(Anahat etiketleme kayıtları)
• • • • • • •

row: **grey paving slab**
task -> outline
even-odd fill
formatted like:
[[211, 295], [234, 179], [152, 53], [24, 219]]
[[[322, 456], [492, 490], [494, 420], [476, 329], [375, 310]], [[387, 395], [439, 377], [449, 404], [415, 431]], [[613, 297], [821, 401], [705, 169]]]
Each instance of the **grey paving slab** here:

• • • • • • •

[Yapılacak iş] Yukarıdaki materyalin bütün satırlarını baştan sona, hiçbir şeyi değiştirmeden aynen yeniden yazın.

[Görevin yanıtı]
row: **grey paving slab**
task -> outline
even-odd fill
formatted like:
[[211, 295], [234, 179], [152, 53], [24, 219]]
[[[322, 456], [492, 490], [494, 420], [476, 329], [375, 310]], [[387, 395], [439, 377], [449, 404], [415, 431]], [[613, 297], [821, 401], [705, 169]]]
Each instance of the **grey paving slab** here:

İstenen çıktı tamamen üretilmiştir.